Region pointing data
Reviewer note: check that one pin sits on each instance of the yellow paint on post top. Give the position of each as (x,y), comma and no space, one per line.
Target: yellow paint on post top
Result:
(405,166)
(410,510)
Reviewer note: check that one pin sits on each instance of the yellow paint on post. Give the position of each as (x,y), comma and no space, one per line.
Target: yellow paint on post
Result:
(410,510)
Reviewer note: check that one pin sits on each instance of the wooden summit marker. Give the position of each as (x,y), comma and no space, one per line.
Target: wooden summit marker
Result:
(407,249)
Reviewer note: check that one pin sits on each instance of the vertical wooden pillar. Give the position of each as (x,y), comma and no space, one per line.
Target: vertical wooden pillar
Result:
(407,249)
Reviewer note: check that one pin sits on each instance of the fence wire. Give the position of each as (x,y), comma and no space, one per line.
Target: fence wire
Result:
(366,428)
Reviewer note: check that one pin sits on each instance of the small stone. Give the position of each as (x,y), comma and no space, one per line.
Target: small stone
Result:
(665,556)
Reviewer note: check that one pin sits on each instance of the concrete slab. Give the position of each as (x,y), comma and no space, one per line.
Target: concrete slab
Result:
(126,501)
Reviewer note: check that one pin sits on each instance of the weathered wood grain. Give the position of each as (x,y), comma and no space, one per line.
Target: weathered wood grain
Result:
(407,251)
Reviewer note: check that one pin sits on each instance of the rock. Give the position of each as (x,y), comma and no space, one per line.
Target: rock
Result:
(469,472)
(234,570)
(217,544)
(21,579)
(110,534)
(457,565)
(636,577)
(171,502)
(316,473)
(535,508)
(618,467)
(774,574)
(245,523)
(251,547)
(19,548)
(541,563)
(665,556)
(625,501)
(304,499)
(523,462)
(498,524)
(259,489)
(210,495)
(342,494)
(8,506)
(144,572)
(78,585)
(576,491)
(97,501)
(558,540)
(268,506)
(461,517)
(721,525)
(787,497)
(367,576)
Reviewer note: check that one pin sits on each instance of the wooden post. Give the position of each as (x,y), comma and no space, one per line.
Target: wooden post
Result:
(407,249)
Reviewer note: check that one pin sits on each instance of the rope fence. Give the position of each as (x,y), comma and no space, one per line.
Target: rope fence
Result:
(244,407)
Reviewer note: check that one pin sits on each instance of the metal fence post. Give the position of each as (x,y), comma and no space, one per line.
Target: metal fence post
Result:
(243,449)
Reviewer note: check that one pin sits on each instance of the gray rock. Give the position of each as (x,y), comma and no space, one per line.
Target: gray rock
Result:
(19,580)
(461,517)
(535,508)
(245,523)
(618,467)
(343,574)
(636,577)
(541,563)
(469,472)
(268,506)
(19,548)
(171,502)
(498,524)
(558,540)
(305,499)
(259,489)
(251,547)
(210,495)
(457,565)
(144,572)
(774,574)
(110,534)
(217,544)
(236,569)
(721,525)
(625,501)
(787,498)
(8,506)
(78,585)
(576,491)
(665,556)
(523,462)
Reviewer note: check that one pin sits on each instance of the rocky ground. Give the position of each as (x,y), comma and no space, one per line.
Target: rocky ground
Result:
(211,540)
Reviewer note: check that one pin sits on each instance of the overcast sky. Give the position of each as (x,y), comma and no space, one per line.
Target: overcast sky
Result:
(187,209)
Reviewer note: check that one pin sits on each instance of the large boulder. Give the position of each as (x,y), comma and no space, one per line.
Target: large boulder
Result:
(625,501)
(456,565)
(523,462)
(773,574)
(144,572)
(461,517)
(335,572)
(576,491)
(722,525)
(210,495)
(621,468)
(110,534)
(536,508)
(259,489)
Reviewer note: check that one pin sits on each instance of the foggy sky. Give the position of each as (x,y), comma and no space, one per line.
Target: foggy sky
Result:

## TASK BRIEF:
The answer must reproduce all of the entries exactly.

## ANSWER:
Reviewer note: check that one pin sits on each instance of the yellow paint on post top. Give the position of each as (x,y), comma and no space, one per line.
Target: yellow paint on post top
Result:
(405,166)
(410,510)
Reviewer note: check that one pin sits on each instance of the yellow paint on post. Give the position of each as (x,y), comma and no space, one per line.
Target: yellow paint on post
Result:
(410,510)
Reviewer note: check that one pin sits on each instance of the wooden summit marker. Give the position of each as (x,y), comma and no space, one per line.
Target: wooden summit marker
Result:
(407,249)
Reviewer note: check that one pin sits on each instance of the vertical wooden pillar. Give the position of each as (x,y), comma and no space, one per line.
Target: vertical wooden pillar
Result:
(407,249)
Reviewer note: check that one pin sits on each instance of the fence wire. Give the position of each as (x,y), comma and no space, one per line.
Target: fence wire
Result:
(366,428)
Reviewer note: check that one pin sits on each instance of the small stone. Give the position of each as (x,y), comma and no space, one per line.
Target: small stone
Result:
(665,556)
Reviewer note: check that one pin sits on each instance of the concrete slab. Give the position of each as (x,y), comma and no space, one per line.
Target: concrete slab
Result:
(126,501)
Reviewer note: check that one pin sits on each instance of the weathered wood grain. Give the position of each as (x,y), comma and no space, one per line.
Target: weathered wood grain
Result:
(407,251)
Reviewer note: check that one pin sits on each instance of the rock. Give the position of each as (x,y), comma and no space, one per line.
Target: rock
Result:
(469,472)
(234,570)
(217,544)
(21,579)
(110,534)
(457,565)
(636,577)
(171,502)
(316,473)
(535,508)
(618,467)
(774,574)
(245,523)
(251,547)
(19,548)
(541,563)
(665,556)
(625,501)
(304,499)
(523,462)
(498,524)
(259,489)
(210,495)
(342,494)
(8,506)
(144,572)
(78,585)
(576,491)
(97,501)
(558,540)
(268,506)
(461,517)
(721,525)
(787,497)
(367,576)
Reviewer note: check that one pin sits on each instance of the wooden post. Give the position of each as (x,y), comma and no space, one per line.
Target: wooden post
Result:
(407,249)
Reviewer note: check that one pin sits on each instance of the rope fence. Give the position of each as (x,y), comma and no space, one per line.
Target: rope fence
Result:
(244,407)
Reviewer note: check that one pin sits on each instance of the metal fence post. Give the position of each as (x,y), comma and no space, one per line.
Target: metal fence post
Result:
(243,449)
Reviewer note: check that one pin sits on each instance of the gray rock. Give the position of each as (x,y), comma and no space, one per line.
Target: gray rock
Result:
(19,580)
(461,517)
(535,508)
(245,523)
(618,467)
(343,574)
(636,577)
(541,563)
(469,472)
(268,506)
(19,548)
(171,502)
(498,524)
(558,540)
(305,499)
(259,489)
(251,547)
(210,495)
(457,565)
(144,572)
(774,574)
(110,534)
(217,544)
(236,569)
(721,525)
(625,501)
(787,498)
(8,506)
(78,585)
(576,491)
(665,556)
(523,462)
Reviewer note: check that one pin sits on each instance of the rocky ground. Give the position of each as (x,y), comma and no space, one per line.
Target: rocky ground
Result:
(211,540)
Reviewer note: check that one pin sits on each instance of the overcast sky. Give the position of each as (x,y), comma and no space, one per line.
Target: overcast sky
Result:
(187,209)
Reviewer note: check that one pin sits on each instance of the large boulder. Give the position of each as (x,y), comma and no space, one per line.
Target: large boulder
Result:
(625,501)
(456,565)
(523,462)
(773,574)
(144,572)
(461,517)
(335,572)
(576,491)
(722,525)
(210,495)
(621,468)
(110,534)
(536,508)
(259,489)
Reviewer note: check that one pin sits on each instance of the foggy sky. Give the position of each as (x,y), comma and no space, one per line.
Target: foggy sky
Result:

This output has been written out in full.